ЦИТИРУЕМЫЙ ТЕКСТ
+---+

Выходные оказались чудесно пестрыми и приятными, как пригоршня гладких прохладных кусочков смальты, которые вполне можно сложить в некий узор, а можно просто пересыпать из ладони в ладонь, получая удовольствие от фактуры и цвета.
В выходные был треугольник глаз и голосов, шесть ладоней, скользящих во время разговора в воздухе, иллюстрируя произносимые слова.
В выходные был полуночный лес, тихий и темный, еще в снегу, расчерченном угольными длинными тенями, где-то просыпающийся, где-то еще дремлющий, был человек навстречу и тихие плотоядные голоса: "Человече... Живой человече..."
Были свечи и мартини, изменчивый взгляд, жесткость и нежность, Green Tea, длинный More и шоколадные пряди волос напротив.
Трезвонящие телефоны, попискивающая аська, фотографии сейдов и еще фотографии сейдов, рассеченный палец и капли крови на рунах, "умеешь окрасить", хотя до окрашивания еще далеко, сотни слов, вспышка ярости, в которой внезапно издохли дареные цветы.

+---+

(Записи)

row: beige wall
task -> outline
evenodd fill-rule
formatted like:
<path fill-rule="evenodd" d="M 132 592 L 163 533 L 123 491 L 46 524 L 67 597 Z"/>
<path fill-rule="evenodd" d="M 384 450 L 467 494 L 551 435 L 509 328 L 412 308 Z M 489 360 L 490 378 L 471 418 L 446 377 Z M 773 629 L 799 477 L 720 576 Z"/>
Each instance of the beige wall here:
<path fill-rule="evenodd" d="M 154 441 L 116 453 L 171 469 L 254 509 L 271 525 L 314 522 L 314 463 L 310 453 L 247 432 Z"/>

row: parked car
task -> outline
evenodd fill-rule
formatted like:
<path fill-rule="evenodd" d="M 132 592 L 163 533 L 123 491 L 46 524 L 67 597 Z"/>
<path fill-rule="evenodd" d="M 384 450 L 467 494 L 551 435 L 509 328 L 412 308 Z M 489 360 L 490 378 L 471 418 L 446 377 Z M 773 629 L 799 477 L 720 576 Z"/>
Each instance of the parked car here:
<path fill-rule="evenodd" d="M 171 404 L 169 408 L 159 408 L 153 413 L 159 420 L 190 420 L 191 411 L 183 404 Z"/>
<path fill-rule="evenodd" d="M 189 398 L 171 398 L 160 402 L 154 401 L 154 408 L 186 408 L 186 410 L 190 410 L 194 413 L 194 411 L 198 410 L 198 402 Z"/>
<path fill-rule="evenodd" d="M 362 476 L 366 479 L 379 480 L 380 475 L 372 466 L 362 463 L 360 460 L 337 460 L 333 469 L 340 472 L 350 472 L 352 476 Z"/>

+---+

ЗАДАНИЕ 1
Перечислите все характеристики, которыми в тексте о выходных описан лес.
ЗАДАНИЕ 2
Соответствуют ли тексту о выходных следующие утверждения? (а) В лесу еще лежал снег. (б) Дареные цветы пережили вспышку ярости. (в) Руны уже окрашены.
ЗАДАНИЕ 3
Извлеките из текста о выходных все, что идет от слов «Выходные оказались чудесно» вниз вплоть до слов «пряди волос напротив.».
Данные представляют собой отдельный материал и с текстом не связаны.

ПОЛНЫЙ ОТВЕТ 1
полуночный, тихий, темный, еще в снегу, где-то просыпающийся, где-то еще дремлющий

ПОЛНЫЙ ОТВЕТ 2
(а) Да: «еще в снегу».
(б) Нет: «вспышка ярости, в которой внезапно издохли дареные цветы».
(в) Нет: «хотя до окрашивания еще далеко».

ПОЛНЫЙ ОТВЕТ 3
Выходные оказались чудесно пестрыми и приятными, как пригоршня гладких прохладных кусочков смальты, которые вполне можно сложить в некий узор, а можно просто пересыпать из ладони в ладонь, получая удовольствие от фактуры и цвета.
В выходные был треугольник глаз и голосов, шесть ладоней, скользящих во время разговора в воздухе, иллюстрируя произносимые слова.
В выходные был полуночный лес, тихий и темный, еще в снегу, расчерченном угольными длинными тенями, где-то просыпающийся, где-то еще дремлющий, был человек навстречу и тихие плотоядные голоса: "Человече... Живой человече..."
Были свечи и мартини, изменчивый взгляд, жесткость и нежность, Green Tea, длинный More и шоколадные пряди волос напротив.